## [WRITTEN INSTRUCTION]
Copy the entries again from the line containing "# Outline the region of every instance of the banner" down to the line containing "--target banner with lettering", replacing "lettering" with "inscription" and leaving everything else unchanged.

## [DATA ENTRIES]
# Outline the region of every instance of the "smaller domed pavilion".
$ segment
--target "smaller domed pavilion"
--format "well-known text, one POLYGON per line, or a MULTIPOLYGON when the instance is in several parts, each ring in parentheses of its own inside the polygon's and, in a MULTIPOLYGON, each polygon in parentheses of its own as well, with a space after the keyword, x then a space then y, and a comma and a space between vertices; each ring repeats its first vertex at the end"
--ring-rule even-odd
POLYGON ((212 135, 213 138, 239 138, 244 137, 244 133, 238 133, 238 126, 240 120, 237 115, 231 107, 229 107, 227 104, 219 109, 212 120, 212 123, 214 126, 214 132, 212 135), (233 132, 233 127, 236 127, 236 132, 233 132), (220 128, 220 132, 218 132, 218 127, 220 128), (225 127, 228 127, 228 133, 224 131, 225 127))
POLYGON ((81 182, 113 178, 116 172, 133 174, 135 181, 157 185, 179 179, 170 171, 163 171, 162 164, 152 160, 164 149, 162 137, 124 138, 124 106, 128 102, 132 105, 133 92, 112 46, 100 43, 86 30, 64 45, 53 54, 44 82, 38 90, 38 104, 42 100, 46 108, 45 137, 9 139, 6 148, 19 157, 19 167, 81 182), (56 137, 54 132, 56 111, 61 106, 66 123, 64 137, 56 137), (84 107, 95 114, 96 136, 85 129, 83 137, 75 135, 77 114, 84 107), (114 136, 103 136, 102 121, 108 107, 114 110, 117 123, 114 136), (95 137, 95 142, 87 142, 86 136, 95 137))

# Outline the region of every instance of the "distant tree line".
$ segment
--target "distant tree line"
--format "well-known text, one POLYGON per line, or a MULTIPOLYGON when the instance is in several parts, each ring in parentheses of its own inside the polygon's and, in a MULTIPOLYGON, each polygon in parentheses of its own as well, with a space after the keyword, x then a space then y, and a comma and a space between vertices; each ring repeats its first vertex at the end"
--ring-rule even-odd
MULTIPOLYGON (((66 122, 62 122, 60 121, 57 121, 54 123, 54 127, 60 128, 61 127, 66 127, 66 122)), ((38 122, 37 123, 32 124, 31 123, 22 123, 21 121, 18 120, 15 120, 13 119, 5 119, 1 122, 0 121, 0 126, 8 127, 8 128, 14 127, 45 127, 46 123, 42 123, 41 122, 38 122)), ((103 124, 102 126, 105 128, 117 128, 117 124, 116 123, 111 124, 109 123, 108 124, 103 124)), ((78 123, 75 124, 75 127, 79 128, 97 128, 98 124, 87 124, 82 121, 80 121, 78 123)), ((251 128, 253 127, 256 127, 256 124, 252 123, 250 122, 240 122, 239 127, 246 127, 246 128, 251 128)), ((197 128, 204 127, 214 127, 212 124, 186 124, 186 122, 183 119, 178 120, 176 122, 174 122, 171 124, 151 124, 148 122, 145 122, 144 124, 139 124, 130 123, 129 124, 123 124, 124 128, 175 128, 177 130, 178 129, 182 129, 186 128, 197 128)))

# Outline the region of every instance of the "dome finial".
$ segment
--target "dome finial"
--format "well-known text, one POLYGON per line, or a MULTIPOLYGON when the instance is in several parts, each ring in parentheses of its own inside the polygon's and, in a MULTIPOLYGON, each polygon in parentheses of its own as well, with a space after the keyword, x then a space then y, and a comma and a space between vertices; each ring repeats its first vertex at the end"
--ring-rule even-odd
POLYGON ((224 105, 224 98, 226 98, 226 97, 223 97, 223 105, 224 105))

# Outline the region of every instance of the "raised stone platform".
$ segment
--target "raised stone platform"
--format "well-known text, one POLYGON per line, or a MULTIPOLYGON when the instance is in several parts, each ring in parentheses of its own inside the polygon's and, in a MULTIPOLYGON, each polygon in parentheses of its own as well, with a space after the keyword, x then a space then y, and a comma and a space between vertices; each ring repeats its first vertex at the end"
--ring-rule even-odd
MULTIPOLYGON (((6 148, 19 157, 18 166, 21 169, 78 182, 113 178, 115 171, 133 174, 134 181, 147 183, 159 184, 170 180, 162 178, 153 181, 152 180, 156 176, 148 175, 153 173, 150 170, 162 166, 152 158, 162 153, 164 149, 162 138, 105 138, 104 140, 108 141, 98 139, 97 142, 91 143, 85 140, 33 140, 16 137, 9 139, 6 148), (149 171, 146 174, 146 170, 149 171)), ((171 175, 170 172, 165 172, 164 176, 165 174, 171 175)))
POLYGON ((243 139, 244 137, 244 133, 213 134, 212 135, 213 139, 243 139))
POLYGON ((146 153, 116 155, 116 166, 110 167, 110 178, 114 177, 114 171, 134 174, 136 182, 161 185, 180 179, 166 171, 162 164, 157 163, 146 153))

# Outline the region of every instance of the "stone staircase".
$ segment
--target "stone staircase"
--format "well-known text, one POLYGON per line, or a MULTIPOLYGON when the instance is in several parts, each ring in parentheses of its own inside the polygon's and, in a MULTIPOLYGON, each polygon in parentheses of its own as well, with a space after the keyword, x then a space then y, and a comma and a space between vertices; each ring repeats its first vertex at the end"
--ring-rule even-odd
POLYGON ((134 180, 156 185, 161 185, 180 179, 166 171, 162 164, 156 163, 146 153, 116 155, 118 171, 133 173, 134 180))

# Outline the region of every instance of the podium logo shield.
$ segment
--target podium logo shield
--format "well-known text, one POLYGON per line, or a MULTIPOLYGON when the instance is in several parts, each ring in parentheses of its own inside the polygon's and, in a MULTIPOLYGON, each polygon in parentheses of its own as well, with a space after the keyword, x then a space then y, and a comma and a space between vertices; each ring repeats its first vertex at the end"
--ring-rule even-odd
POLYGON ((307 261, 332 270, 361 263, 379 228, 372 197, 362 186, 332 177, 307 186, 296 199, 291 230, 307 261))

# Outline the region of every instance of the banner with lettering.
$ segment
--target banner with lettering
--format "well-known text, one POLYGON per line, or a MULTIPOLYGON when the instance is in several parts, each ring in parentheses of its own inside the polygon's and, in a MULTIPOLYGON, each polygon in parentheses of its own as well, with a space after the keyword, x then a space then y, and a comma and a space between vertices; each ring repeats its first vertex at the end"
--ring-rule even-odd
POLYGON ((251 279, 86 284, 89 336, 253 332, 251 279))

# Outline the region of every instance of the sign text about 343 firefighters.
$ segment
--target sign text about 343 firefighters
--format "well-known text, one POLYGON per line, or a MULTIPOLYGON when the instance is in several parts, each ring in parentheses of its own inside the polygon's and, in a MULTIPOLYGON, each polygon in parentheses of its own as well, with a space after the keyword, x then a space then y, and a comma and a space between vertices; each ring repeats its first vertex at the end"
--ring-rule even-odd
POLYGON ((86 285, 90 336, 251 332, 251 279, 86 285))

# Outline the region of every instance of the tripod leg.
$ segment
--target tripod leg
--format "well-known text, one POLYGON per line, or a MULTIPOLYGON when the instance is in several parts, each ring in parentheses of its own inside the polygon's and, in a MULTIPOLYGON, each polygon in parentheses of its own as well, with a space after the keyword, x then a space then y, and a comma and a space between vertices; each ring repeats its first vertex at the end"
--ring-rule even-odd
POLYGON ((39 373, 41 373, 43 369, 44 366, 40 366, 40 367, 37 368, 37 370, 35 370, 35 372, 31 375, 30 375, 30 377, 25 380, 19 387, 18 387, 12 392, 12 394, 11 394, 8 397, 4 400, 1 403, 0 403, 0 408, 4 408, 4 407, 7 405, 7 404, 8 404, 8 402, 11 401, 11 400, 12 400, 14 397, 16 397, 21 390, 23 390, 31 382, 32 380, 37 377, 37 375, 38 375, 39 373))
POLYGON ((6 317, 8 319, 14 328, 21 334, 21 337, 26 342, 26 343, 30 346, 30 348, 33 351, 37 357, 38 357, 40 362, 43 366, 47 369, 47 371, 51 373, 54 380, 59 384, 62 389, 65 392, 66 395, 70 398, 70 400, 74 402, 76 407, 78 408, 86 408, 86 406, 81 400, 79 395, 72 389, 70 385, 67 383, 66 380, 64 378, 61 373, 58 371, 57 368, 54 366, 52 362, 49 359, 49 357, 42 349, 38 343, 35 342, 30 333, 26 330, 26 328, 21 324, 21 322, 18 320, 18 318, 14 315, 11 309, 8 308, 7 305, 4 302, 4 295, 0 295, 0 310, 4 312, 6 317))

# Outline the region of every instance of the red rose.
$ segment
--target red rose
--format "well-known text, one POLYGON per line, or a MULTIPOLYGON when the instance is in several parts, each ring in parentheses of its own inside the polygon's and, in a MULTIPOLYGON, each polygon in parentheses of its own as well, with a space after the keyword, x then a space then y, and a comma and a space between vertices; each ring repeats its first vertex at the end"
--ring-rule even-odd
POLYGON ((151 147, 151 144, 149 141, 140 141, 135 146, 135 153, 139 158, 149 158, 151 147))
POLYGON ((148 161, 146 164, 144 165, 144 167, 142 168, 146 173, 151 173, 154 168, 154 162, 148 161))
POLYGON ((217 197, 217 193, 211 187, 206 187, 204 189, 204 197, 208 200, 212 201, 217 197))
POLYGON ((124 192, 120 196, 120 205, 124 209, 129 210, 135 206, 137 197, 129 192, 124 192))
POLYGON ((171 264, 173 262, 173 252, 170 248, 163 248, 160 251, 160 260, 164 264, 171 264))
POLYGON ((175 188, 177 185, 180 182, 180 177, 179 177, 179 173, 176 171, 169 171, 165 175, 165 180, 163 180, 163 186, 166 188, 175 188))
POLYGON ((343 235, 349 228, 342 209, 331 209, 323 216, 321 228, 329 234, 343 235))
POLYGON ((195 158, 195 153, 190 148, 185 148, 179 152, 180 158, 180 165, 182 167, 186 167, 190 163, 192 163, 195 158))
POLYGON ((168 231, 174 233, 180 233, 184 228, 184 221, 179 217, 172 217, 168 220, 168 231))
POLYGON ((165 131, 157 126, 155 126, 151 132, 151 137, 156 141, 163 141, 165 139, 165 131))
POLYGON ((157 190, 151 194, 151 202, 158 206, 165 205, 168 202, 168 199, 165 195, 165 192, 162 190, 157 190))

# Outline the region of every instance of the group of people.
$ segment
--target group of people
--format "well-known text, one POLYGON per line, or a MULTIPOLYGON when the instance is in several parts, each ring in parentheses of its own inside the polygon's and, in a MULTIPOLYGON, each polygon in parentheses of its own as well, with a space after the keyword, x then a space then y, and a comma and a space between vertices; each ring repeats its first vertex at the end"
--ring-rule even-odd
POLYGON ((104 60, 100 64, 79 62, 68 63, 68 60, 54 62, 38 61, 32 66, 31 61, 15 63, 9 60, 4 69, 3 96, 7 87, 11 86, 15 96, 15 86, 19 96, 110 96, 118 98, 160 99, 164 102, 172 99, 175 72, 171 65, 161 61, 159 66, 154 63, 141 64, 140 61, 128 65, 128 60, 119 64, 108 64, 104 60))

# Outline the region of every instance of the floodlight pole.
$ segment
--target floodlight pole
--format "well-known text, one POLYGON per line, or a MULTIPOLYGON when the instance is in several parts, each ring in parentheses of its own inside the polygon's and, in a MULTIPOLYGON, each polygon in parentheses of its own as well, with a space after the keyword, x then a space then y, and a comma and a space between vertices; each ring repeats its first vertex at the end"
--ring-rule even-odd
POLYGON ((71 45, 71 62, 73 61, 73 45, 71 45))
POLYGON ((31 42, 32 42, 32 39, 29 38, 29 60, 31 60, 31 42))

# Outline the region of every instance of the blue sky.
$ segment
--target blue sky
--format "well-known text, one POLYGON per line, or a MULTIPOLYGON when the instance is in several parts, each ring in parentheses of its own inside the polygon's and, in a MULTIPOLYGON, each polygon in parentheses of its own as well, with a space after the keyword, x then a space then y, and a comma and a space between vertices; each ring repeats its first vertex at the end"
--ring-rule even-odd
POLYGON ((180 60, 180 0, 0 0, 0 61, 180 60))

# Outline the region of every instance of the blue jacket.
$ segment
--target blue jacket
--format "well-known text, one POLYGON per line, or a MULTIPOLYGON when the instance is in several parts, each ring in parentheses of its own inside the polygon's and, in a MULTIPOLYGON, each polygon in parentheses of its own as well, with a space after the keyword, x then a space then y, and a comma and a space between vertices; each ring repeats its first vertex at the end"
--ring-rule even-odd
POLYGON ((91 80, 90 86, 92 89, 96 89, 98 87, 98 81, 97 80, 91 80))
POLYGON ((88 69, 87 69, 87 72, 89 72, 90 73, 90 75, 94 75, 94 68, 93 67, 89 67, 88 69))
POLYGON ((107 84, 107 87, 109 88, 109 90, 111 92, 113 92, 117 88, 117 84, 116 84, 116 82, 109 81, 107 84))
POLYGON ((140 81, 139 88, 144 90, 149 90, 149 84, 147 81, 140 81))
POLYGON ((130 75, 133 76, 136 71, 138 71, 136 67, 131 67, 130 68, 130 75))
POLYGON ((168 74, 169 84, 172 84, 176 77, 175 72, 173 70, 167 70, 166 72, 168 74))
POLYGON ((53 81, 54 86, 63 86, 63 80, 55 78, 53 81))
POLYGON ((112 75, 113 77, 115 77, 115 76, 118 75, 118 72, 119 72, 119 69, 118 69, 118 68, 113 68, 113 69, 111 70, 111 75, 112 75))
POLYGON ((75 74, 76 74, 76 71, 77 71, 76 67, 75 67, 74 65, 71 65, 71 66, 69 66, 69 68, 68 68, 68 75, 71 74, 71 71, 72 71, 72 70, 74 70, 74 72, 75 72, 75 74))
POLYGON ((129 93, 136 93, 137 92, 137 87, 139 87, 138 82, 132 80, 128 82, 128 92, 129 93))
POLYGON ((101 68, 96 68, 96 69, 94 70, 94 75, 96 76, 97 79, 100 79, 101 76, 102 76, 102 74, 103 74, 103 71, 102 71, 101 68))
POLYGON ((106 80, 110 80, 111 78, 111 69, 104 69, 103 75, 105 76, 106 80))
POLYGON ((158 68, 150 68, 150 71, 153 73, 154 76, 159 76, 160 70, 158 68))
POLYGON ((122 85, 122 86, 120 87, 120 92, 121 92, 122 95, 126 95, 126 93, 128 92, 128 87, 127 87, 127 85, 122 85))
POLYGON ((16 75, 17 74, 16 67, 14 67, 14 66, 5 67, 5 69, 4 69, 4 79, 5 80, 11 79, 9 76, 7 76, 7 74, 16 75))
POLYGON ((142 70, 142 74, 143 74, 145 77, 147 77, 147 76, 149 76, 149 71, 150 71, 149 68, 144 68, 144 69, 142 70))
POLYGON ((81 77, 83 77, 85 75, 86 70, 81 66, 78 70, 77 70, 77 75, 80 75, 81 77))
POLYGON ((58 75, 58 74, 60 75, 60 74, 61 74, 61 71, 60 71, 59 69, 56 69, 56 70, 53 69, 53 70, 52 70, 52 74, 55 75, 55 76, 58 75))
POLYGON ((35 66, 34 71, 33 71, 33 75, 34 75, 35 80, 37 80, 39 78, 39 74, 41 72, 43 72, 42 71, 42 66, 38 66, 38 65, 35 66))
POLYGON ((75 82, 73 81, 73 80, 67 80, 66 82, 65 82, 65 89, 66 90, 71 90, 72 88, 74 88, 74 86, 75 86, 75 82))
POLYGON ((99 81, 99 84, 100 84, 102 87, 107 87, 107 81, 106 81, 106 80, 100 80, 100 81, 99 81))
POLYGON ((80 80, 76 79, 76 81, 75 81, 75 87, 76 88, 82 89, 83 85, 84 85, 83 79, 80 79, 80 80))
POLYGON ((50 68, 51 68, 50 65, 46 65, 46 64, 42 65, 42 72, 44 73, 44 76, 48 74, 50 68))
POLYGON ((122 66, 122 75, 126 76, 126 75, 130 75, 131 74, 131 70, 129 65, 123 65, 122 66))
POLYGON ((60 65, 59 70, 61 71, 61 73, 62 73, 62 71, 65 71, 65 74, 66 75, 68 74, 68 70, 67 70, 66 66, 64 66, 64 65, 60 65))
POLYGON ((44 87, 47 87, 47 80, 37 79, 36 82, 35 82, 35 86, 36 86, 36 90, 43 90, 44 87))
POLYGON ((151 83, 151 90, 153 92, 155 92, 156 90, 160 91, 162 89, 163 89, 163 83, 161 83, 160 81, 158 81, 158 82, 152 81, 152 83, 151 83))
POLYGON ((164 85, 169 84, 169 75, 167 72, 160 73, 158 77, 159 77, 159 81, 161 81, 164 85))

## [SOLUTION TO THIS EXERCISE]
# Outline the region of every instance of the banner with inscription.
$ segment
--target banner with inscription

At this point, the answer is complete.